Rewrite the records below with "trace the outline" swapped for "draw the border" and nothing else changed. Leave the pictures out of your answer.

Exercise inputs.
_____

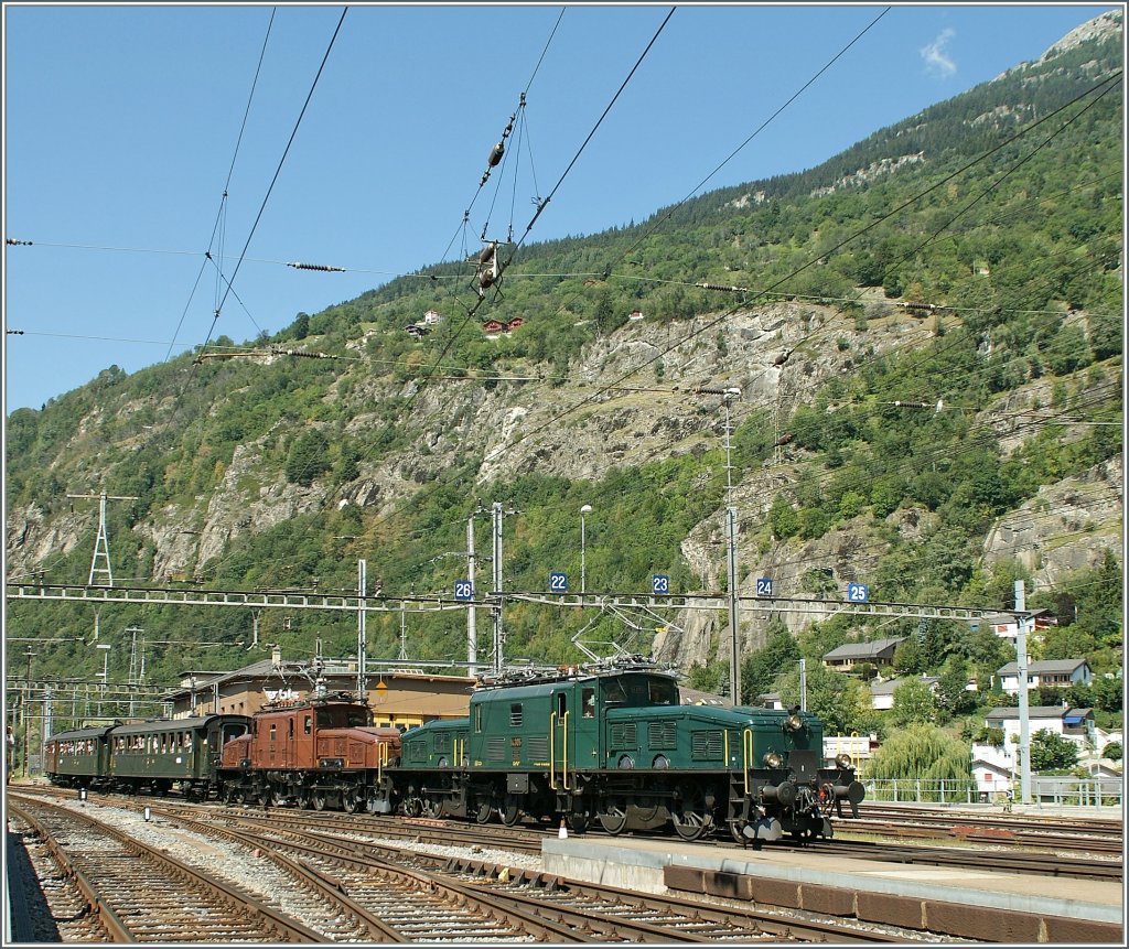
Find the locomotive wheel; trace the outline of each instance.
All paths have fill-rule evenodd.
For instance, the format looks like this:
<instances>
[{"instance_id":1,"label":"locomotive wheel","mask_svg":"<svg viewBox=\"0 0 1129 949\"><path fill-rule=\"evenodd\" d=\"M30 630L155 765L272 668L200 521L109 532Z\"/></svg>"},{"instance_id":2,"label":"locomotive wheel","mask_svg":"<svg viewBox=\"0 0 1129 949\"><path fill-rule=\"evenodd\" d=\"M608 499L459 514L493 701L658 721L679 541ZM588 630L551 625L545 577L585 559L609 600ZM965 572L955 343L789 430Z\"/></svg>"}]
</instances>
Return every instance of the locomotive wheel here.
<instances>
[{"instance_id":1,"label":"locomotive wheel","mask_svg":"<svg viewBox=\"0 0 1129 949\"><path fill-rule=\"evenodd\" d=\"M671 811L674 833L684 841L701 840L714 829L714 815L706 807L701 793L691 791L683 794L682 805Z\"/></svg>"},{"instance_id":2,"label":"locomotive wheel","mask_svg":"<svg viewBox=\"0 0 1129 949\"><path fill-rule=\"evenodd\" d=\"M522 808L517 806L517 801L513 798L506 800L505 807L501 809L501 823L507 827L513 827L522 819Z\"/></svg>"},{"instance_id":3,"label":"locomotive wheel","mask_svg":"<svg viewBox=\"0 0 1129 949\"><path fill-rule=\"evenodd\" d=\"M609 801L606 809L599 811L596 819L609 834L622 834L628 826L628 816L619 801Z\"/></svg>"},{"instance_id":4,"label":"locomotive wheel","mask_svg":"<svg viewBox=\"0 0 1129 949\"><path fill-rule=\"evenodd\" d=\"M714 817L709 814L701 814L697 810L684 810L682 814L672 814L674 833L684 841L698 841L714 827Z\"/></svg>"}]
</instances>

_____

Exercise output.
Find the locomotive wheel; draw the border of each instance.
All paths have fill-rule evenodd.
For instance, the format looks like this:
<instances>
[{"instance_id":1,"label":"locomotive wheel","mask_svg":"<svg viewBox=\"0 0 1129 949\"><path fill-rule=\"evenodd\" d=\"M30 630L155 765L272 668L200 521L109 532Z\"/></svg>"},{"instance_id":2,"label":"locomotive wheel","mask_svg":"<svg viewBox=\"0 0 1129 949\"><path fill-rule=\"evenodd\" d=\"M608 499L459 514L493 701L658 721L679 541ZM588 630L551 625L545 577L585 559L609 600ZM965 572L955 343L789 430Z\"/></svg>"}]
</instances>
Return every instance of the locomotive wheel here.
<instances>
[{"instance_id":1,"label":"locomotive wheel","mask_svg":"<svg viewBox=\"0 0 1129 949\"><path fill-rule=\"evenodd\" d=\"M671 811L674 833L684 841L701 840L714 829L714 815L706 807L701 793L691 791L683 794L682 805Z\"/></svg>"},{"instance_id":2,"label":"locomotive wheel","mask_svg":"<svg viewBox=\"0 0 1129 949\"><path fill-rule=\"evenodd\" d=\"M522 808L517 806L517 801L513 798L506 800L505 807L501 809L501 823L507 827L513 827L522 819Z\"/></svg>"},{"instance_id":3,"label":"locomotive wheel","mask_svg":"<svg viewBox=\"0 0 1129 949\"><path fill-rule=\"evenodd\" d=\"M609 801L606 809L599 811L596 819L609 834L622 834L628 826L628 816L619 801Z\"/></svg>"},{"instance_id":4,"label":"locomotive wheel","mask_svg":"<svg viewBox=\"0 0 1129 949\"><path fill-rule=\"evenodd\" d=\"M714 817L709 814L701 814L697 810L684 810L682 814L672 814L674 833L684 841L698 841L714 827Z\"/></svg>"}]
</instances>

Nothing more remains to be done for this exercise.